▸ **TASK**
All lines from the one containing "[locate] tiled roof" to the end of the entries below must be output exactly, and no other lines.

Records from a collection:
——

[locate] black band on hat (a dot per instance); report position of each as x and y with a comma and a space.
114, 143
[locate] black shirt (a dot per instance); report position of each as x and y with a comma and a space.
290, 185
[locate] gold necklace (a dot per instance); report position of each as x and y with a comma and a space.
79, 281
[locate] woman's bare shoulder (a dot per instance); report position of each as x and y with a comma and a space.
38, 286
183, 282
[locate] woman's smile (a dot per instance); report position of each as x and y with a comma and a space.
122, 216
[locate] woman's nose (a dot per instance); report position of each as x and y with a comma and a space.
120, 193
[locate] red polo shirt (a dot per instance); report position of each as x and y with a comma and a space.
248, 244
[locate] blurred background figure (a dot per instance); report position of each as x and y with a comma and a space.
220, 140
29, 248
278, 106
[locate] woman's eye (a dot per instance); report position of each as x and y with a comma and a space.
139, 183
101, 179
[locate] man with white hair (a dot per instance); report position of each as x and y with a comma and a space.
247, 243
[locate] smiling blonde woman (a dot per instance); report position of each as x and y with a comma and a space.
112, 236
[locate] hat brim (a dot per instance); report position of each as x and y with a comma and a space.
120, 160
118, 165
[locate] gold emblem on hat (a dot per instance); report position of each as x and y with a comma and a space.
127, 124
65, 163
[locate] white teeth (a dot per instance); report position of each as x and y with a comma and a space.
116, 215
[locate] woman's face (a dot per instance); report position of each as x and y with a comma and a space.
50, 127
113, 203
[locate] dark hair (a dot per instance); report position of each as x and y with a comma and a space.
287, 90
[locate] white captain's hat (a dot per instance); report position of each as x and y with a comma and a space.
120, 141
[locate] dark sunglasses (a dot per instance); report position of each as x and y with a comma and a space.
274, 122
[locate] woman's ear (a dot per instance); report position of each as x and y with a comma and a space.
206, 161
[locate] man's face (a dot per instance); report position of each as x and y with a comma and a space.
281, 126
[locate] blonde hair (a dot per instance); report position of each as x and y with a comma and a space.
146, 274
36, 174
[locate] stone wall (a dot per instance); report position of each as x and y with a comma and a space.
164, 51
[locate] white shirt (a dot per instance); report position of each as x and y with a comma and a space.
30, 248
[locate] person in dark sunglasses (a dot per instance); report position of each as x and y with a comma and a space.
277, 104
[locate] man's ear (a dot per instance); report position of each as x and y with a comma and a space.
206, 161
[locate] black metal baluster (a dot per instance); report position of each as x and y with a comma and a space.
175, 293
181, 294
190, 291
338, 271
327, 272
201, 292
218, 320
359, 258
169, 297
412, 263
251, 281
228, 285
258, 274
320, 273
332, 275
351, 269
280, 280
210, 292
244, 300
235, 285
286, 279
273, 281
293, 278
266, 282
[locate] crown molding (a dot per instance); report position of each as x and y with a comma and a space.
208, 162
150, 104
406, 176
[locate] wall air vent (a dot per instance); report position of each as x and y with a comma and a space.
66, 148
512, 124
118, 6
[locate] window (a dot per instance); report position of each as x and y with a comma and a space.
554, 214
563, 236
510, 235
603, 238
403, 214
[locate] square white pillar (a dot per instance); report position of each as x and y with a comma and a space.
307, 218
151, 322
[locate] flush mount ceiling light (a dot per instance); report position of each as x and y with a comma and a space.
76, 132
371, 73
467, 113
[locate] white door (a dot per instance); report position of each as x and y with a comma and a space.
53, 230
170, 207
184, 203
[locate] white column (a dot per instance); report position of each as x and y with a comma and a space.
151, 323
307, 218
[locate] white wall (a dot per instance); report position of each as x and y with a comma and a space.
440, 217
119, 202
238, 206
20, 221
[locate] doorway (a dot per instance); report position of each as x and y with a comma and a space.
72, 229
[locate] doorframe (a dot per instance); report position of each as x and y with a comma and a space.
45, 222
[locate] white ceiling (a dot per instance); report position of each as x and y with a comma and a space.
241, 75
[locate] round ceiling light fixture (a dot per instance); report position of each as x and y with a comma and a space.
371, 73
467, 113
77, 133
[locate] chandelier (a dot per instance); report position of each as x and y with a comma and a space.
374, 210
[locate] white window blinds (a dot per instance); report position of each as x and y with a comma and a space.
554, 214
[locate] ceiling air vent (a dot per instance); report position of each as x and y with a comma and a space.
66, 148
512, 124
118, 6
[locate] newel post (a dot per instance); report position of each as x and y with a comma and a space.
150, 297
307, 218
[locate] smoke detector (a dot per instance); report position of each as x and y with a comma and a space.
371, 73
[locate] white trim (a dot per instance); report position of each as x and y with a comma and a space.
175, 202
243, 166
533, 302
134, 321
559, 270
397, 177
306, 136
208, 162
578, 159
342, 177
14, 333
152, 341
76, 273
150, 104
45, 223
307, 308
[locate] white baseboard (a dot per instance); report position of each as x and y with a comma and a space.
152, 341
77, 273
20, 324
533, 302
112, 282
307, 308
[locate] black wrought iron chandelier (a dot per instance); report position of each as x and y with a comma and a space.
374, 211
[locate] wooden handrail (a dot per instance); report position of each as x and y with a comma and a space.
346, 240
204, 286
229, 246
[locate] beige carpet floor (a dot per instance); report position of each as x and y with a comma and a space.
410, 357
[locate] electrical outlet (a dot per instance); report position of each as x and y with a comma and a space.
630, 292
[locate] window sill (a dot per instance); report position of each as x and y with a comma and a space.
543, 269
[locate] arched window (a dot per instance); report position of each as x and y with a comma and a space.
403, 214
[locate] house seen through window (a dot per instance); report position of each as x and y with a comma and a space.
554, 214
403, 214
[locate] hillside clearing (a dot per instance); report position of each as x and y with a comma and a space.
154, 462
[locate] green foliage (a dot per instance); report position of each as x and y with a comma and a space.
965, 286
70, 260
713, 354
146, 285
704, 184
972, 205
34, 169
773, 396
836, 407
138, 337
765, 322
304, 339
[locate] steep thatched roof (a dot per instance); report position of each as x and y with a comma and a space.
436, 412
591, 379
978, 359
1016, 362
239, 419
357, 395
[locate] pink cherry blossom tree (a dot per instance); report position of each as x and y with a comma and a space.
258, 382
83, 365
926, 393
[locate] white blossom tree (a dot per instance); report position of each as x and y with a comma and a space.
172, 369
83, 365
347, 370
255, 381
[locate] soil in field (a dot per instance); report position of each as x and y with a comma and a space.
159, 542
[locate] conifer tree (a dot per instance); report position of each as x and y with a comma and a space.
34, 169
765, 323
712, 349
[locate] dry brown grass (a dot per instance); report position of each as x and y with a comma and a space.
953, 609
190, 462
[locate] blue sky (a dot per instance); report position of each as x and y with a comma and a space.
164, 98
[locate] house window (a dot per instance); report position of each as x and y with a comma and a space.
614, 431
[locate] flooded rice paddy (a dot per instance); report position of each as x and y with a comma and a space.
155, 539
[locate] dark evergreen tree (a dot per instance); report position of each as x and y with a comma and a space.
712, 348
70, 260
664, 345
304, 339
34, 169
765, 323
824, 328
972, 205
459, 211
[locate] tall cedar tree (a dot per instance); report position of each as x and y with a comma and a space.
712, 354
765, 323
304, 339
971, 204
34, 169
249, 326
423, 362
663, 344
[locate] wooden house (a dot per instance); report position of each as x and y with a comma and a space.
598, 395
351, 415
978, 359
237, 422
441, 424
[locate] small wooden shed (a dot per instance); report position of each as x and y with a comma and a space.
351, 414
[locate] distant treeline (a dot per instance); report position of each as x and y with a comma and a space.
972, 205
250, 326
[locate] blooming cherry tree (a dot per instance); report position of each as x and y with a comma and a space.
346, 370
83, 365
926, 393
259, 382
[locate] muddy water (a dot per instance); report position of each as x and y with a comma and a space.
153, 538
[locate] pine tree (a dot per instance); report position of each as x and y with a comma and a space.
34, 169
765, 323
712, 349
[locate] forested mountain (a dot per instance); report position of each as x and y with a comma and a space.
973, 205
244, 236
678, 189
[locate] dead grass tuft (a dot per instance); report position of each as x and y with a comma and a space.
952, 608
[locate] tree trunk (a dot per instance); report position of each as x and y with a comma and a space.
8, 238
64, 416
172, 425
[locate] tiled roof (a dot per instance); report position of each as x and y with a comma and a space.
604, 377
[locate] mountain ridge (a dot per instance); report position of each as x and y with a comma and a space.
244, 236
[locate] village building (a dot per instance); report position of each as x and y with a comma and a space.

——

▸ **EXERCISE SOLUTION**
[locate] tiled roof (a dot per instance); report position of each as x and y with a comma and a space.
604, 377
[locate] mountain ridge (a dot per instance); report position of each as x and y with a comma and a space.
244, 236
[locate] village building (a dot per instance); report position of each as x and y with a comma and a space.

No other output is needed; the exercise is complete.